**Assignment:** Practice item. Set the material below down again exactly, with no pictures.

**Supplied records:**

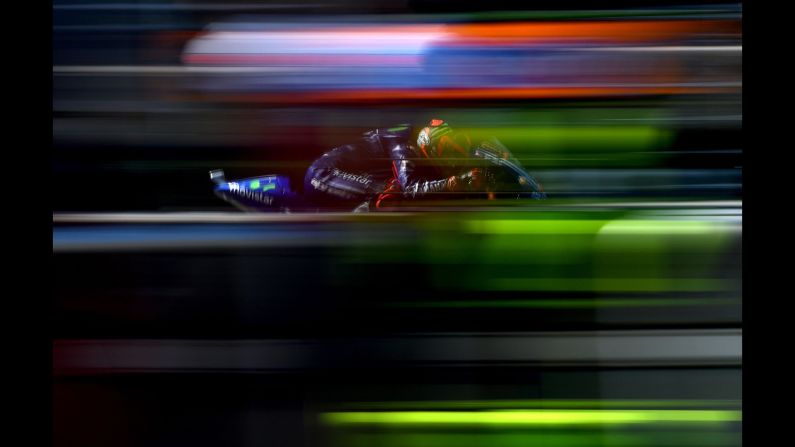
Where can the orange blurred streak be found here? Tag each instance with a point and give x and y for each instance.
(617, 31)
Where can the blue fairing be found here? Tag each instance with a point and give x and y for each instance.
(265, 193)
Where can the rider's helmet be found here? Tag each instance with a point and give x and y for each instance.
(438, 140)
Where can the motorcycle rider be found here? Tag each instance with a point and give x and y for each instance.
(383, 166)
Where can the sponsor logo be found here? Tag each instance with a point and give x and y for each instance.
(257, 196)
(363, 179)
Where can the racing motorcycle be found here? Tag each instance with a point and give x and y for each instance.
(273, 193)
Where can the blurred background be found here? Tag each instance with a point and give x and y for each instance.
(608, 315)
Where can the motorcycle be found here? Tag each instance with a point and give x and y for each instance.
(273, 193)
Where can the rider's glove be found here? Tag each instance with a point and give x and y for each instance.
(472, 180)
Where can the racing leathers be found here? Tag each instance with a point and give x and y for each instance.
(381, 165)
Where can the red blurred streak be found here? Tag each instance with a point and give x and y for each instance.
(597, 30)
(467, 94)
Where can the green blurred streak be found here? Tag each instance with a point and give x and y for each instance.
(546, 439)
(603, 284)
(542, 226)
(546, 146)
(531, 417)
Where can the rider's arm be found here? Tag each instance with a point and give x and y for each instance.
(413, 185)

**The answer:**
Where can the orange blurred streak be found here? Tag each instance with a point and give x and y for each instance.
(617, 31)
Where can the blue fairing be found here? Tag each instance with a point and give x and y for each instance.
(265, 193)
Where can the rider's helmet be found here? Tag each instance with a point and give x and y for each instance.
(438, 140)
Where can the motorcycle rider be found here? Tag each instance with a point and give x and y for each instance.
(383, 166)
Where can the sponsor logo be found here? Tag each instance with a point and give x and y for each instance.
(257, 196)
(363, 179)
Where can the racing motorcycle be found here? Tag each instance with a point and give x and y for each instance.
(273, 193)
Where can the blurred background be found here? Tag each instance with a point and give x and y for each instance.
(608, 315)
Where can the motorcycle be found here? Tag each instance with a point and give x and y for each instance.
(273, 193)
Where can the rider's glove be found here? Tag each instance with a point and give x and y for each instance.
(472, 180)
Where can the racing leathers be found here? Tag each instance with a point and give x and y for each instance.
(381, 165)
Where can the red blurred streak be found here? Tag each instance with a point and give x and y for each instance.
(597, 30)
(467, 94)
Where can the green blurred streak be found here? Tag each instance with a point and give x and y for each instance.
(546, 439)
(603, 284)
(542, 226)
(546, 146)
(531, 417)
Where can the rider's arm be found here? Tag each instance with a point and give x and y for each instance.
(413, 185)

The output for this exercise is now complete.